On 1 May, due to the lack of response to their appeals and their ongoing suffering, they began to leave the camp. However, three kilometres from the camp, Ethiopian authorities forcibly kept them inside a forested area in Olala, effectively imprisoning them in an open-air prison under extremely harsh humanitarian conditions.  

According to a statement from their coordination committee in the Amhara region, the number of refugees in the Olala forests and Komer camp exceeds 6,000, contrary to the 1,000 claimed by the UNHCR. The committee added that the security situation remains dangerous in the camps they fled from due to ongoing military activity between regional forces, the federal army, and militias, along with incidents of murder, rape, kidnapping, armed robbery, and intimidation by unknown armed groups. A significant food shortage remains a major challenge, despite some food deliveries from Sudanese sources, which are insufficient. Local authorities have attempted to force the refugees back to the camps they fled from. 

Hunger strike  

The besieged refugees began a forced hunger strike on 23 May, leaving the remaining food for over 2,130 children and 327 breastfeeding women. The committee explained that there is not enough medicine even for those with special needs and critical conditions.

A report from the Sudanese Human Rights Observatory, obtained by Geeska, detailed the displacement of approximately 7,000 out of 8,000 Sudanese from the Ethiopian government camp near the Sudanese border, who fled on foot due to attacks. The report highlighted the deteriorating conditions in the camp due to neglect, lack of healthcare, and basic services such as clean drinking water and sufficient food, turning the camp environment into a catastrophic situation. The observatory called on international, regional, and national institutions to address the refugees’ situation in Ethiopia, especially with the increasing armed violence in the regions where Sudanese citizens have sought refuge. 

Worsening conditions  

According to a statement obtained by Geeska from a refugee in Komer camp—who requested anonymity for security reasons—the security situation in both Komer and Olala is extremely dangerous. The refugees are encamped on the streets and in the open forest, facing severe challenges against beatings and robberies, which even affect those inside the camp.  

The health conditions of the refugees are dire, he adds, with the medical clinic no longer functioning, and medical teams only visiting once a week for an hour or two due to security threats. There is fear of a cholera outbreak with the onset of the rainy season, recalling a previous outbreak last fall that worsened health conditions. Many refugees suffer from chronic diseases without access to treatment, alongside the presence of disabled individuals, elderly, pregnant, nursing women, and children.

__Task item 1__: Output, word for word, the part of the report on Sudanese refugees in Ethiopia that begins at the words "According to a statement obtained" and stops after "inside the camp.".
__Task item 2__: Pick up the report on Sudanese refugees in Ethiopia after its last sentence and keep writing it.

Segmentation mask data

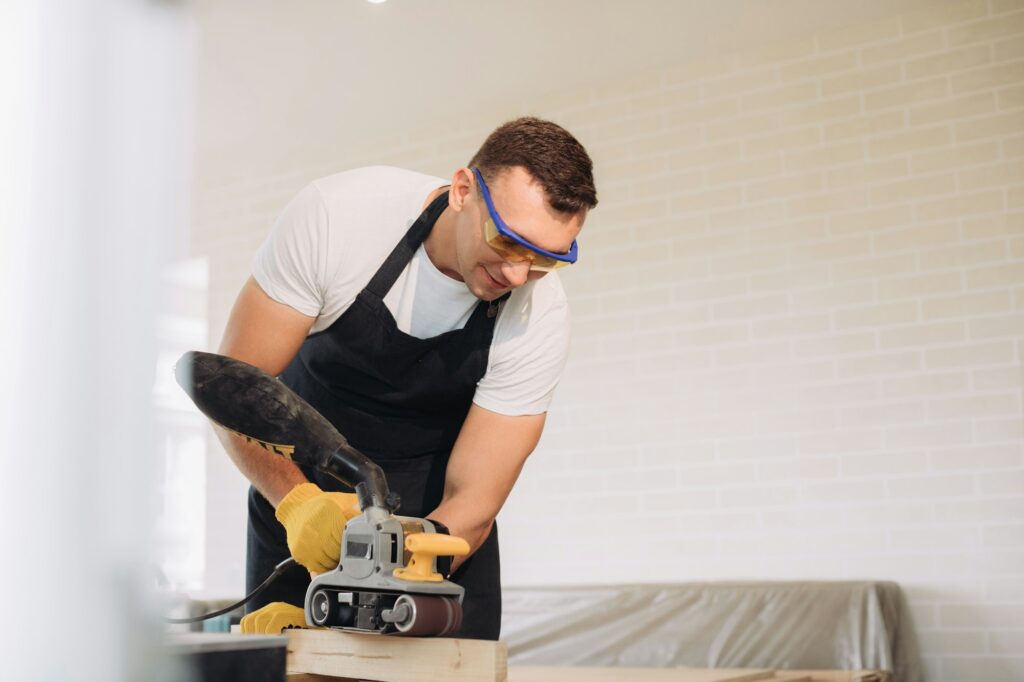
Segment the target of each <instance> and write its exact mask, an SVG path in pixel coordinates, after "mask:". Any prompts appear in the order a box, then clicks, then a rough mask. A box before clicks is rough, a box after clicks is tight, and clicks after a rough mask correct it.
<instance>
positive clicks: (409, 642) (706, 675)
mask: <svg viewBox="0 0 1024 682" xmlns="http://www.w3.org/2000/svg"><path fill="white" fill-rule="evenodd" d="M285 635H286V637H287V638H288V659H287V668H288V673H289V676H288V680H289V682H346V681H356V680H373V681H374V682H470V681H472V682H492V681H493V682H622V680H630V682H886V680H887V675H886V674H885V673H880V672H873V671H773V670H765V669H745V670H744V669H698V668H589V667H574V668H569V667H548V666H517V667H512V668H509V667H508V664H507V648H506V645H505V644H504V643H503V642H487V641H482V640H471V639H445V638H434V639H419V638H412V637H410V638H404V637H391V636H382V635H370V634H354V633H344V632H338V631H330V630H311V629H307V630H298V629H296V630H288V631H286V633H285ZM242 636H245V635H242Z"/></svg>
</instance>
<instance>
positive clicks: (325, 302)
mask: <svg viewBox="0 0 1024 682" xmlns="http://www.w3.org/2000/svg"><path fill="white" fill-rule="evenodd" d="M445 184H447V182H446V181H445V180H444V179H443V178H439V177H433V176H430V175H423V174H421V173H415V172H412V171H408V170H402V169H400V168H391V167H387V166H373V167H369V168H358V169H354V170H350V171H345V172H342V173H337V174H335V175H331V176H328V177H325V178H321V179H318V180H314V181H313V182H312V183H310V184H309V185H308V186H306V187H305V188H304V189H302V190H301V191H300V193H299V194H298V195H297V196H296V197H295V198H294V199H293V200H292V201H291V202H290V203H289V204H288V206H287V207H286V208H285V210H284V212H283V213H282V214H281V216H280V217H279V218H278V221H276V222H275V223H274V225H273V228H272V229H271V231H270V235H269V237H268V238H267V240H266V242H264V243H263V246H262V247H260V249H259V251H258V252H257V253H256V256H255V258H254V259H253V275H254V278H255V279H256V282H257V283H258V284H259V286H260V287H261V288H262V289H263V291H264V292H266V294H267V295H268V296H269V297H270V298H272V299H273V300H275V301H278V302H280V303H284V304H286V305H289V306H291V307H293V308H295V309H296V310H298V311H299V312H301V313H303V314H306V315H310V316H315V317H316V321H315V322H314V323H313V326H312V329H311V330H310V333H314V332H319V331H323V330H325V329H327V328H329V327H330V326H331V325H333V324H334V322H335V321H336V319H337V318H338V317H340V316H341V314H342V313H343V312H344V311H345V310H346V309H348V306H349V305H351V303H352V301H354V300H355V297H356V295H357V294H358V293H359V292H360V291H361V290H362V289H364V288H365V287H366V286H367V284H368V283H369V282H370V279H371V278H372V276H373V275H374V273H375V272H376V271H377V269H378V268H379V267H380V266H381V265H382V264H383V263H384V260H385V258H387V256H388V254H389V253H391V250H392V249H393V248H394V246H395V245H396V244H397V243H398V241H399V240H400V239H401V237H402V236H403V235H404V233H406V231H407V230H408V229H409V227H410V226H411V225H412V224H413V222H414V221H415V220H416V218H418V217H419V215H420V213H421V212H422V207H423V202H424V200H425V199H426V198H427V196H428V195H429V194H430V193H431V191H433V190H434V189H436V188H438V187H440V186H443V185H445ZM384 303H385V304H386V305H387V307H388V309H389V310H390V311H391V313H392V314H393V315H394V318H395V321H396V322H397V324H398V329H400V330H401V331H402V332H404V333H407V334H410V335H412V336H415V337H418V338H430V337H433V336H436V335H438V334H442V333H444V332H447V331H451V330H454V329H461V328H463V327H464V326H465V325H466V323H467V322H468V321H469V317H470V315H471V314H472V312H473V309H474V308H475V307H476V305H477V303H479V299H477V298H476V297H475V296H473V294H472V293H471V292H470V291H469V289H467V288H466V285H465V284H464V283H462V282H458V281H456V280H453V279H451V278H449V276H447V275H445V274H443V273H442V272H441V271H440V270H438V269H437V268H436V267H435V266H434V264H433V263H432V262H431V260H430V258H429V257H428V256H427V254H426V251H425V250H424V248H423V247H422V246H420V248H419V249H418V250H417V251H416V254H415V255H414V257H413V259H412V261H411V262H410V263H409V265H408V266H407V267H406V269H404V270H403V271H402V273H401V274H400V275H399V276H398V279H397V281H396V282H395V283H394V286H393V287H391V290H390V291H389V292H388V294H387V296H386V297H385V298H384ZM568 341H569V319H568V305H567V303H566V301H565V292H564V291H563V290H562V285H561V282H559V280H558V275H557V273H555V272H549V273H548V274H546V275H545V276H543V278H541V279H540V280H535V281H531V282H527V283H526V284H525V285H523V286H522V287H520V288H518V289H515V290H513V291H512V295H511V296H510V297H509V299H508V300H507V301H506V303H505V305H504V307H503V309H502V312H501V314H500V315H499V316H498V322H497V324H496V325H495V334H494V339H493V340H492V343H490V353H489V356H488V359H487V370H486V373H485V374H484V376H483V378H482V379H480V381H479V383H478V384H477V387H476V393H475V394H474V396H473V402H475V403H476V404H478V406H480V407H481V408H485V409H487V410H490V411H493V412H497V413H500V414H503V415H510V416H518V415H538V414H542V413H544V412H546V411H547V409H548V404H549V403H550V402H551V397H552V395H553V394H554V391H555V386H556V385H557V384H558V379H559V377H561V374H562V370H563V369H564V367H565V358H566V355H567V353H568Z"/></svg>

__Task answer 1__:
According to a statement obtained by Geeska from a refugee in Komer camp—who requested anonymity for security reasons—the security situation in both Komer and Olala is extremely dangerous. The refugees are encamped on the streets and in the open forest, facing severe challenges against beatings and robberies, which even affect those inside the camp.

__Task answer 2__:
According to the same source, food rations have reached the camp, but most of those who fled did not receive their share. The besieged in Olala received food seven days ago, but only on the condition that they return to the camp to receive it. They refused the food, fearing imprisonment inside the camp, which is surrounded by federal police, the army, and local Fano movement forces.  

They are drinking contaminated water from unsafe sources (the creek), emphasising their demand for evacuation from Ethiopia as a humanitarian necessity. According to statistics from the Refugee Coordination Committee in the Amhara region, 6,080 people, including 2,133 children, 1,017 women, 1,719 men, 1,135 sick individuals, and 76 people with special needs, are trapped in the forest after fleeing Komer and Olala camps.  

Conflict in Sudan since mid-April 2023 between the Sudanese army and the Rapid Support Forces has led to the world’s largest displacement crisis, according to the International Organization for Migration. Approximately 10.7 million people (about twice the population of Arizona) have been displaced, including 9 million internally displaced persons and nearly 2 million who have crossed borders.  

The Armed Conflict Location & Event Data (ACLED) recorded 15,550 deaths and over 1,400 violent incidents targeting civilians across Sudan since the war began, with 24.8 million people in need of assistance in 2024, according to the latest statistics by the UN Office for the Coordination of Humanitarian Affairs.